QUOTED TEXT:
= = = =

Data containing missing values. Should be a matrix of integers.

initialvalues

The initial values for the start-up process of the imputation. Should be "integer" and length(initialvalues)==1 | length(initialvalues)==dim(DATA)[2]. The default of 0 is not normally a good value.

navalues

NA code for each variable that should be imputed. Should be "integer" and length(initialvalues)==1 | length(initialvalues)==dim(DATA)[2]. Default is R's NA value.

modifyinplace

Should DATA be modified in place? (See the Section: Warning.) If not, a copy is made.

Details

This function imputes the missing values in any variable by replicating the most recently observed value in that variable.

Value

An imputed data matrix the same size as the input DATA.

Warning

If modifyinplace == FALSE DATA or rather the variable supplied is edited directly! This is significantly faster if the data set is large.

Note

This is by far the fastest imputation method. Only one pass of the data is needed. However, no covariate information is used, thus only leads to good results if the data are missing MCAR.

Author(s)

= = = =

TASK REQUIREMENTS:
• a. Transcribe the passage of the imputation function documentation starting at "Data containing missing" and ending at "copy is made.".
• b. Answer these questions using the imputation function documentation:
(i) Which value does the function use to fill a missing entry in a variable?
(ii) What is the default for navalues?
(iii) How many passes of the data does this method require?
• c. Extend the imputation function documentation onward from its final line.

= = = =

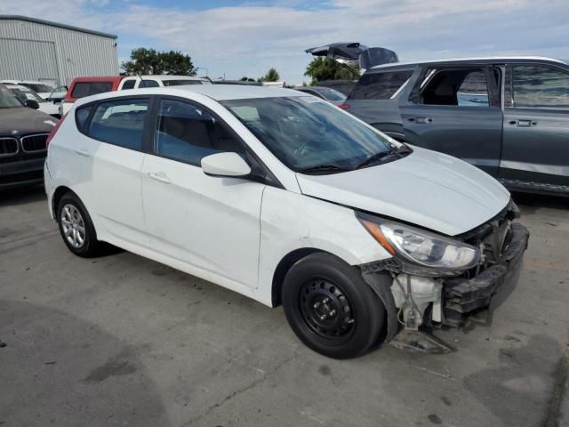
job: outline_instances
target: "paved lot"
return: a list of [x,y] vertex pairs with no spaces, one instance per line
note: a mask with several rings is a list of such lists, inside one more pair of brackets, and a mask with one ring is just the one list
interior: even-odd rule
[[0,425],[567,427],[569,199],[516,198],[519,284],[437,333],[457,352],[336,361],[281,308],[128,253],[77,258],[41,189],[0,193]]

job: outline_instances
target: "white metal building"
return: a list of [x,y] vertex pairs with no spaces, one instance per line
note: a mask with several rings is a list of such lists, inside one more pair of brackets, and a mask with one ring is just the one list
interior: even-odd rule
[[0,79],[68,85],[117,76],[116,36],[18,15],[0,15]]

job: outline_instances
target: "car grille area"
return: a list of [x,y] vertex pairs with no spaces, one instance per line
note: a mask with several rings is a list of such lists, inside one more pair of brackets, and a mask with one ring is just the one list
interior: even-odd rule
[[15,138],[0,138],[0,157],[18,154],[20,147]]
[[47,133],[22,136],[21,147],[26,153],[37,153],[47,149]]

= = = =

RESPONSES PER TASK:
• a.
Data containing missing values. Should be a matrix of integers.

initialvalues

The initial values for the start-up process of the imputation. Should be "integer" and length(initialvalues)==1 | length(initialvalues)==dim(DATA)[2]. The default of 0 is not normally a good value.

navalues

NA code for each variable that should be imputed. Should be "integer" and length(initialvalues)==1 | length(initialvalues)==dim(DATA)[2]. Default is R's NA value.

modifyinplace

Should DATA be modified in place? (See the Section: Warning.) If not, a copy is made.

• b.
(i) The most recently observed value in that variable.
(ii) R's NA value.
(iii) Only one.

• c.
Dieter William Joenssen Dieter.Joenssen@googlemail.com

References

Hanson, R.H. (1978) The Current Population Survey: Design and Methodology. Technical Paper No. 40 . U.S. Bureau of the Census.

Joenssen, D.W. (2015) Hot-Deck-Verfahren zur Imputation fehlender Daten – Auswirkungen des Donor-Limits. Ilmenau: Ilmedia. [in German, Dissertation]

Joenssen, D.W. and Bankhofer, U. (2012) Donor Limited Hot Deck Imputation: Effects on Parameter Estimation. Journal of Theoretical and Applied Computer Science. 6, 58–70.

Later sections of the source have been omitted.